# [Given exercise]
Please quote the entries word for word, from the line containing "Give the outline of every instance of the cobblestone" through the end of the entries. Leave the pictures out of your answer.

# [Exercise data]
╔══

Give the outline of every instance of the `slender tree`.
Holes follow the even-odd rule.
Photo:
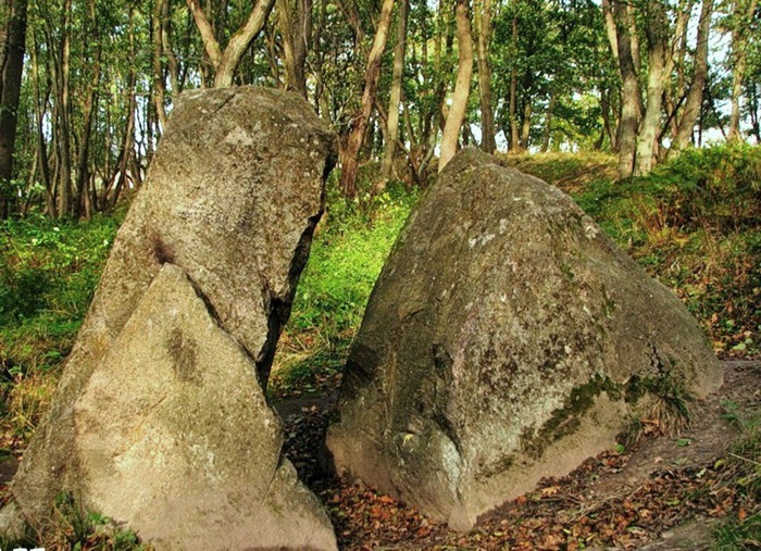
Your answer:
[[[409,15],[409,0],[399,0],[397,13],[397,43],[394,47],[394,73],[391,75],[391,92],[388,100],[388,121],[386,123],[386,143],[380,165],[379,188],[386,185],[394,170],[394,158],[397,152],[399,139],[399,107],[401,103],[402,79],[404,76],[404,52],[407,47],[407,22]]]
[[[491,0],[479,0],[475,14],[478,36],[478,96],[481,99],[481,149],[494,153],[497,149],[495,136],[495,115],[491,97],[491,62],[489,61],[489,45],[491,43]]]
[[[700,116],[703,90],[708,78],[708,43],[711,32],[712,13],[713,0],[703,0],[700,9],[700,21],[698,22],[693,80],[684,100],[682,116],[676,124],[676,133],[674,134],[671,149],[669,150],[670,155],[678,154],[679,151],[689,145],[695,125]]]
[[[471,15],[467,0],[457,0],[454,21],[457,23],[458,68],[457,83],[452,93],[452,105],[449,109],[447,124],[441,136],[441,154],[438,170],[441,172],[454,156],[458,147],[458,136],[465,121],[467,98],[471,95],[471,76],[473,75],[473,38],[471,36]]]
[[[233,85],[235,70],[251,41],[261,33],[272,11],[275,0],[257,0],[246,23],[230,37],[224,51],[214,27],[209,22],[199,0],[186,0],[196,26],[201,34],[203,47],[214,67],[214,87],[227,88]]]
[[[740,135],[740,96],[748,63],[748,40],[751,20],[756,14],[758,0],[734,0],[732,23],[732,114],[727,140],[738,141]]]
[[[9,216],[13,197],[13,153],[18,120],[27,0],[0,2],[0,220]]]
[[[384,0],[380,7],[380,18],[375,30],[373,46],[367,54],[367,64],[364,71],[364,87],[359,110],[354,113],[346,142],[340,151],[341,178],[340,186],[347,197],[357,196],[357,170],[359,168],[359,154],[364,143],[364,133],[367,129],[370,115],[375,104],[380,76],[380,61],[388,40],[388,29],[391,26],[394,13],[394,0]]]

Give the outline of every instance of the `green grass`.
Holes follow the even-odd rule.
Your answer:
[[[687,150],[647,177],[620,183],[612,177],[615,159],[606,162],[599,153],[508,163],[569,191],[620,247],[676,292],[718,351],[758,353],[761,148]]]
[[[34,430],[85,317],[121,216],[0,223],[1,421]]]
[[[728,484],[738,493],[740,509],[714,531],[722,551],[761,548],[761,411],[724,404],[725,418],[741,431],[726,459]]]
[[[327,212],[278,345],[271,396],[335,386],[375,280],[419,195],[396,184],[350,201],[329,180]]]

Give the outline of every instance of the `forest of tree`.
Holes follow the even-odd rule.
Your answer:
[[[458,147],[608,150],[619,176],[761,142],[758,0],[0,0],[0,218],[139,187],[178,95],[303,96],[340,185],[424,185]]]

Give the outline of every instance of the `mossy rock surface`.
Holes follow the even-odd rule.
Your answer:
[[[613,448],[668,378],[722,381],[678,299],[566,195],[474,149],[428,189],[371,296],[328,448],[453,527]]]
[[[335,549],[260,387],[335,160],[297,95],[183,95],[12,484],[38,533],[66,492],[159,548]]]

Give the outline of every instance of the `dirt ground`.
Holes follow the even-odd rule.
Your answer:
[[[693,410],[686,429],[590,458],[484,515],[467,534],[434,525],[372,489],[330,478],[319,453],[335,393],[275,404],[286,454],[326,504],[339,547],[364,549],[711,549],[718,522],[743,514],[725,461],[739,436],[732,409],[761,404],[761,361],[725,361],[724,386]]]
[[[647,437],[622,452],[590,458],[566,477],[484,517],[467,534],[429,523],[414,509],[330,477],[321,444],[336,391],[275,403],[286,455],[325,503],[346,550],[711,549],[716,523],[743,514],[726,484],[725,460],[739,436],[728,418],[761,404],[761,361],[726,361],[724,386],[699,404],[677,435]],[[17,467],[0,455],[0,503]]]

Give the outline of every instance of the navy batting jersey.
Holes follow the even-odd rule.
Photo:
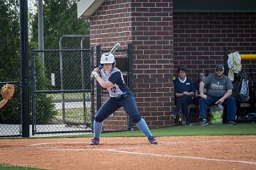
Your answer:
[[[109,74],[106,74],[103,69],[101,69],[100,75],[103,80],[108,80],[114,84],[112,88],[107,89],[110,97],[119,96],[129,90],[129,87],[124,83],[121,71],[117,67],[114,67]]]

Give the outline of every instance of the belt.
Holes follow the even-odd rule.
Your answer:
[[[119,96],[115,96],[115,97],[110,97],[111,98],[113,98],[113,99],[120,99],[122,98],[124,98],[126,96],[127,96],[128,95],[128,93],[127,91],[124,91],[124,93],[122,95],[119,95]]]

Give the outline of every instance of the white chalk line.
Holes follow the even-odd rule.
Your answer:
[[[193,141],[193,142],[234,142],[235,140],[202,140],[202,141]],[[246,141],[256,141],[255,140],[236,140],[235,142],[246,142]],[[179,144],[184,142],[191,142],[191,141],[177,141],[177,142],[159,142],[161,144]],[[105,144],[119,144],[120,142],[104,142]],[[33,147],[33,146],[38,146],[38,145],[47,145],[47,144],[86,144],[86,142],[46,142],[46,143],[37,143],[37,144],[29,144],[28,146]],[[125,142],[125,144],[134,144],[134,142]]]
[[[240,163],[246,164],[252,164],[256,165],[255,162],[248,162],[248,161],[238,161],[232,159],[210,159],[210,158],[204,158],[204,157],[188,157],[188,156],[176,156],[176,155],[168,155],[168,154],[151,154],[151,153],[143,153],[143,152],[129,152],[129,151],[122,151],[112,149],[46,149],[47,151],[107,151],[112,152],[119,152],[124,154],[140,154],[140,155],[147,155],[147,156],[154,156],[154,157],[171,157],[171,158],[181,158],[181,159],[201,159],[205,161],[212,161],[212,162],[226,162],[232,163]]]
[[[205,140],[205,141],[195,141],[196,142],[234,142],[234,140]],[[256,141],[256,140],[238,140],[238,142],[241,141]],[[160,144],[181,144],[182,142],[187,142],[188,141],[183,142],[163,142],[159,143]],[[85,142],[46,142],[46,143],[38,143],[33,144],[28,146],[38,146],[38,145],[44,145],[44,144],[85,144]],[[107,144],[118,144],[118,142],[104,142]],[[129,144],[129,143],[127,143]],[[134,144],[134,143],[133,143]],[[156,145],[158,146],[158,145]],[[91,146],[83,146],[83,147],[91,147]],[[256,165],[255,162],[248,162],[248,161],[239,161],[239,160],[232,160],[232,159],[210,159],[210,158],[204,158],[204,157],[188,157],[188,156],[175,156],[175,155],[167,155],[167,154],[151,154],[151,153],[142,153],[142,152],[128,152],[128,151],[122,151],[120,149],[134,149],[139,147],[124,147],[124,148],[117,148],[117,149],[46,149],[44,150],[48,151],[107,151],[112,152],[121,152],[130,154],[141,154],[141,155],[149,155],[154,157],[172,157],[172,158],[181,158],[181,159],[201,159],[206,161],[213,161],[213,162],[227,162],[233,163],[241,163],[247,164]],[[43,149],[43,148],[42,148]]]

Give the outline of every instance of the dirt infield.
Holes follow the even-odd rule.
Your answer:
[[[0,163],[47,169],[256,169],[256,136],[2,139]]]

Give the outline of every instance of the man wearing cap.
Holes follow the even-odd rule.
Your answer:
[[[217,64],[215,72],[210,74],[199,84],[200,117],[203,118],[201,125],[208,125],[208,106],[218,104],[227,108],[228,123],[235,125],[235,99],[232,97],[232,82],[228,76],[223,74],[224,67]],[[206,94],[203,94],[204,88],[206,87]]]

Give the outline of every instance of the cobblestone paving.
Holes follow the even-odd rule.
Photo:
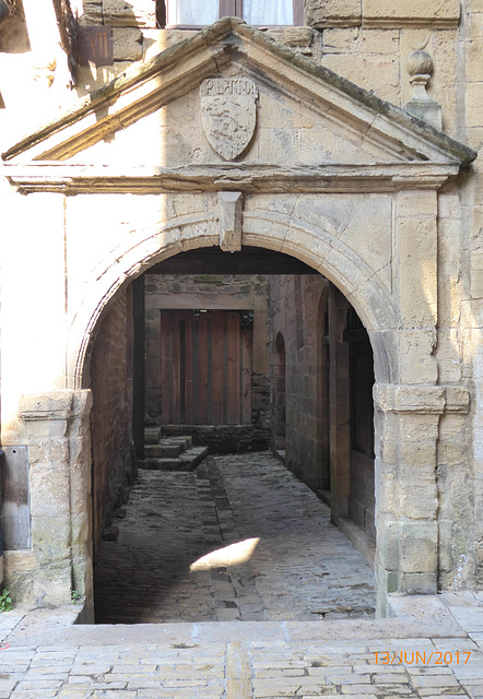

╚══

# [Result]
Give the outline of every instance of the cobblestone paving.
Holes follow the even-odd rule.
Photo:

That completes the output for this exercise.